Quoted text:
========

# Polk PSW110..Not enough??!!



## Horrorfan33 (Jun 11, 2013)

So, I'm just about finished my garage theater conversion..It's just a 5.1 set up right now...The sub is a Polk psw110...I was using this in my living room (12x16) and it would shake the walls..I now have it out in my dedicated theater (16x25)..I have it at about 75% up on the sub and +3 on my receiver...It sounds nothing like it did in my living room, even after turning it up...It just seems like a mid range and doesn't hit the lows as much..Is it just because of the size of the room, or do the acoustics play a bigger part??...Should I add another sub or just get one nicer one??
I figure I could sell the one I have for about $120..So I would have a total budget of $400 to spend on a new one..


----------



## chashint (Jan 12, 2011)

Placement could be the problem.
Sit the sub in the primary listening position and crawl (yes crawl) around the room listening for when the sub sounds good.
Once you find the best spot, put the sub there and then listen from the main listening position.
Hopefully it will sound much better.


----------



## tonyvdb (Sep 5, 2007)

The extra size to the room is certainly not helping that's a decent size room for only a 10" to pressurize but as chasehint said start by doing the crawl test to determine the best position for the sub.

========

Required task: Continue the forum thread about the Polk PSW110 subwoofer from its last post.

Given data:
========

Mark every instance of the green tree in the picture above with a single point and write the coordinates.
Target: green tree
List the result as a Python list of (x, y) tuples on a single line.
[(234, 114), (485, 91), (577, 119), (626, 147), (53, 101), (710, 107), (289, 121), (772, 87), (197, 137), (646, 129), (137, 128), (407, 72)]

========

Expected answer:
----------



## Tom V. (Jul 12, 2012)

chashint said:


> Placement could be the problem.
> Sit the sub in the primary listening position and crawl (yes crawl) around the room listening for when the sub sounds good.
> Once you find the best spot, put the sub there and then listen from the main listening position.
> Hopefully it will sound much better.


 +1

Corners often work well, particularly corners near the key seating(when the sub may be small for room size). Also, don't forget to re-tweak levels and phase each time you try a new spot.

Tom V.


----------



## Reefdvr27 (Aug 1, 2012)

Tom V. said:


> +1
> 
> Corners often work well, particularly corners near the key seating(when the sub may be small for room size). Also, don't forget to re-tweak levels and phase each time you try a new spot.
> 
> Tom V.


I agree on corners. My XV-30's came to life when I moved them from the near field seating position to about 11 ft away in to each of the front corners. I was surprised by the gain considering that the subs were pretty much end tables to my seats. The Triax's will be going in the same corners.


----------



## chashint (Jan 12, 2011)

Horrorfan33 said:


> So, I'm just about finished my garage theater conversion..It's just a 5.1 set up right now...The sub is a Polk psw110...I was using this in my living room (12x16) and it would shake the walls..I now have it out in my dedicated theater (16x25)..I have it at about 75% up on the sub and +3 on my receiver...It sounds nothing like it did in my living room, even after turning it up...It just seems like a mid range and doesn't hit the lows as much..Is it just because of the size of the room, or do the acoustics play a bigger part??...Should I add another sub or just get one nicer one??
> I figure I could sell the one I have for about $120..So I would have a total budget of $400 to spend on a new one..


Any luck with repositiong the sub ?


----------



## Horrorfan33 (Jun 11, 2013)

I'm making some acoustic panels first, then I will try the "subwoofer crawl" to see if that helps, along with the panels..


----------



## tesseract (Aug 9, 2010)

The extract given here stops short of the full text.